> Article
← Back to Speech & Transcription
Speech & Transcription by @gizmogremlin

voice-ai-voices

High-quality voice synthesis with 9 personas, 11

New
Source Code

Voice.ai Voices

✨ Features

  • 9 Voice Personas - Carefully curated voices for different use cases
  • 11 Languages - Multi-language synthesis with multilingual model
  • Streaming Mode - Real-time audio output as it generates
  • Voice Cloning - Clone voices from audio samples
  • Voice Design - Customize with temperature and top_p parameters
  • OpenClaw Integration - Works with OpenClaw's built-in TTS

⚙️ Configuration

The scripts look for your API key in this order:

  1. VOICE_AI_API_KEY environment variable
  2. OpenClaw config (~/.openclaw/openclaw.json)
  3. Skill-local .env file

Get your API key: Voice.ai Dashboard

Create .env file (Recommended)

echo 'VOICE_AI_API_KEY=your-key-here' > .env

Or export directly

export VOICE_AI_API_KEY="your-api-key"

🤖 OpenClaw Integration

Add this skill to your OpenClaw configuration at ~/.openclaw/openclaw.json:

{
  "skills": {
    "voice-ai-tts": {
      "enabled": true,
      "api_key": "your-voice-ai-api-key",
      "default_voice": "ellie",
      "default_format": "mp3"

> Supplied entries
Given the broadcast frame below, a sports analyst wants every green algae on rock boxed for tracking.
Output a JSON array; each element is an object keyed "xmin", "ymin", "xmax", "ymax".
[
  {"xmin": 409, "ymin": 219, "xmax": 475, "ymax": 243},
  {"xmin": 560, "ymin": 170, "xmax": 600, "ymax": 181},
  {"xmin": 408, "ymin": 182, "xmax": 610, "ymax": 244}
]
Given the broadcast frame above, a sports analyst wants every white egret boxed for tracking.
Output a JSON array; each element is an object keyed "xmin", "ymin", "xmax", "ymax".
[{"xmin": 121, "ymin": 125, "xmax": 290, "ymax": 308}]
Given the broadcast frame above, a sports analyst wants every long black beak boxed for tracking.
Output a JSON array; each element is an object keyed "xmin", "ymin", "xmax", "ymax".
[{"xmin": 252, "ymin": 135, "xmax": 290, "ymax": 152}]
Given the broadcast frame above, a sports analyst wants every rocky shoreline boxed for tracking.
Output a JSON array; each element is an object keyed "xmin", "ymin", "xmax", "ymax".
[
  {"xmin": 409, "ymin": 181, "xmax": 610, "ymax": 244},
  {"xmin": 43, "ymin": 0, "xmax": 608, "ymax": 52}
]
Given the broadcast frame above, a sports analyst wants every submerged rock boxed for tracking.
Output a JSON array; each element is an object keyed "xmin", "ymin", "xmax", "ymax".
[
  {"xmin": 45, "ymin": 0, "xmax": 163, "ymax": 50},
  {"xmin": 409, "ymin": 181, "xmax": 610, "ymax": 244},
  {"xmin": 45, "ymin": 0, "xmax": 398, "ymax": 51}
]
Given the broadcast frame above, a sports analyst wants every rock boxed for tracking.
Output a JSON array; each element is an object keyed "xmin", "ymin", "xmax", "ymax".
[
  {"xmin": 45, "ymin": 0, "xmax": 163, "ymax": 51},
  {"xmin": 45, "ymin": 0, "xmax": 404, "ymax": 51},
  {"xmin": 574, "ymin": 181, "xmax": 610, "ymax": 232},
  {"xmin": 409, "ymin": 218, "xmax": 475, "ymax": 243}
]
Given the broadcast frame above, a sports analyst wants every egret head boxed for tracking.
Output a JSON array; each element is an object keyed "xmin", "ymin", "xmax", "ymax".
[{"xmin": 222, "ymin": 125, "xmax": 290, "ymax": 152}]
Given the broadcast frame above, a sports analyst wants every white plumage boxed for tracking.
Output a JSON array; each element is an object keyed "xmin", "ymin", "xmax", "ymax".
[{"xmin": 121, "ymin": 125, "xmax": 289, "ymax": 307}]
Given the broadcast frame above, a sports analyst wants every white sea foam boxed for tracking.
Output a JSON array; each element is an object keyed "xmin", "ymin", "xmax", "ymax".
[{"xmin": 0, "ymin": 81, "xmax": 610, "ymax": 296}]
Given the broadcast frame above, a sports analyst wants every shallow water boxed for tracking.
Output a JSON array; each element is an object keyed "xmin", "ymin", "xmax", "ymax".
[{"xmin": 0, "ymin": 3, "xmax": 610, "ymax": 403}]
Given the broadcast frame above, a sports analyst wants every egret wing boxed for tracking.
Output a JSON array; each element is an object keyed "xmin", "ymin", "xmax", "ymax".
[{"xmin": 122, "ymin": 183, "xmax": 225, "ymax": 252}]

...

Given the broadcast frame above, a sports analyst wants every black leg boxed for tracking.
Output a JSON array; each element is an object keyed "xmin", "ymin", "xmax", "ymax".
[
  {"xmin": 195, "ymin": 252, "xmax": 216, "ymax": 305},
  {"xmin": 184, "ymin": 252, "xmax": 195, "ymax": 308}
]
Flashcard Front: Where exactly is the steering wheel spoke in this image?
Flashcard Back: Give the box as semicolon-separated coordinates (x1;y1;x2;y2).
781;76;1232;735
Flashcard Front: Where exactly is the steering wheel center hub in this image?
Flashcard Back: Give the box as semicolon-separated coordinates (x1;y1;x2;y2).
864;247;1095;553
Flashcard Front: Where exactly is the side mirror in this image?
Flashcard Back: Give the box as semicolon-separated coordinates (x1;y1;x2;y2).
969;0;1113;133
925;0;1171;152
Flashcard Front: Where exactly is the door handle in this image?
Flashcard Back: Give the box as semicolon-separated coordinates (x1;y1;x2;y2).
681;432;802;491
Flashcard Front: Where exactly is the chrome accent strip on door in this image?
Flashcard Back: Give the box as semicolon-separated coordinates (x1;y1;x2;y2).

> Problems
a) For the Voice.ai Voices page, decide whether each statement agrees with it: (i) the page lists 11 languages; (ii) voice cloning works from written text descriptions; (iii) the sample configuration sets the default format to wav. Answer yes or no for each, and quote the words from the page that settle it.
b) Copy out the part of the Voice.ai Voices page that begins at the words "1. VOICE_AI_API_KEY environment" and stops after "Create .env file (Recommended)", swapping "environment variable" for "system variable".
The records are separate material and have no connection to the Voice.ai Voices page.

> Answers to the exercise
a)
(i) Yes: "11 Languages - Multi-language synthesis with multilingual model"
(ii) No: "Clone voices from audio samples"
(iii) No: "default_format": "mp3"

b)
1. VOICE_AI_API_KEY system variable
  2. OpenClaw config (~/.openclaw/openclaw.json)
  3. Skill-local .env file

Get your API key: Voice.ai Dashboard

Create .env file (Recommended)